**ACTIVITIES**.
**A.** From the biography of Jennifer Freed, list the guest teachers named as featured in her astrological counseling seminars.
**B.** Please answer from the biography of Jennifer Freed: in what year did she co-found AHA!?
**C.** Carry on the biography of Jennifer Freed from its final sentence.

American professor, psychological astrologer and author

Jennifer Freed is an American professor, psychological astrologer, and author.

== Early life and education ==
Freed was born in New York City and relocated to Los Angeles during her childhood. Her higher education journey began on the West Coast at UC San Diego before she transferred to UC Santa Barbara, where she earned a degree in Sociology in 1979. She earned a master's degree from Antioch University and later a PhD in Depth Psychology from the Pacifica Graduate Institute.

== Career ==
Freed served as a professor and Clinical Director at Pacifica Graduate Institute. In 1999, together with her partner Rendy Freedman, Freed co-founded AHA! (Attitude, Harmony, and Achievement), a nonprofit dedicated to empowering teens, parents, and educators.

Freed's leadership roles have included serving as State-wide Director for both the Media Project at the Human Relations Institute and Citizens’ Policy Center Youthwork. She has also worked with several public service organizations, including the Santa Barbara Rape Crisis Center, Family Violence Prevention Program, Pacific Pride Foundation, and Florence Crittendon in San Francisco.

As an astrologer, Freed launched international astrological counseling seminars featuring renowned guest teachers such as Dana Gerhardt, Rick Tarnas, Caroline Casey, and Darby Costello.

She consulted in the early stages of the astrology app CO STAR and helped develop a relationship segment and mental health resource for the international astrology company Nebula. She has been instrumental in developing AI GUIDES, a personal tarot and astrology reader designed to offer everyday inspiration.

**PROVIDED DATA**.
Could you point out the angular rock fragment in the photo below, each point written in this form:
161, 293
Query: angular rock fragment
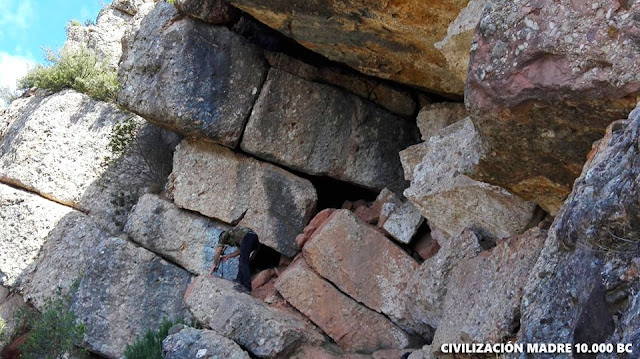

**RESULTS OF THE TASKS**.
**A.**
Dana Gerhardt
Rick Tarnas
Caroline Casey
Darby Costello

**B.** 1999

**C.**
In 2025, Freed was featured in several media outlets discussing the intersections of astrology, psychology, and personal development. She was profiled by the Montecito Journal for her community work, interviewed by Today on the relevance of astrology in modern life and consulted by Cosmopolitan on astrology-inspired beauty trends. She also appeared on the Awaken Your Purpose podcast to discuss astrology as a tool for growth, not fate.

=== Writing ===
Freed has penned 10 books, notable among them include Lessons from Stanley the Cat, Use Your Planets Wisely, and A Map to Your Soul. She also published The Ultimate Personality Guide, an interactive resource for understanding personality typologies, Beyond Aquarius and has contributed numerous articles to notable outlets like Goop and Maria Shriver.

== Awards ==
In 2009, Freed received the Santa Barbara Local Heroes Award and The Hope Award from Sierra Tucson Treatment Center for creating an innovative curriculum for high school students which led to a 75% reduction in school suspensions.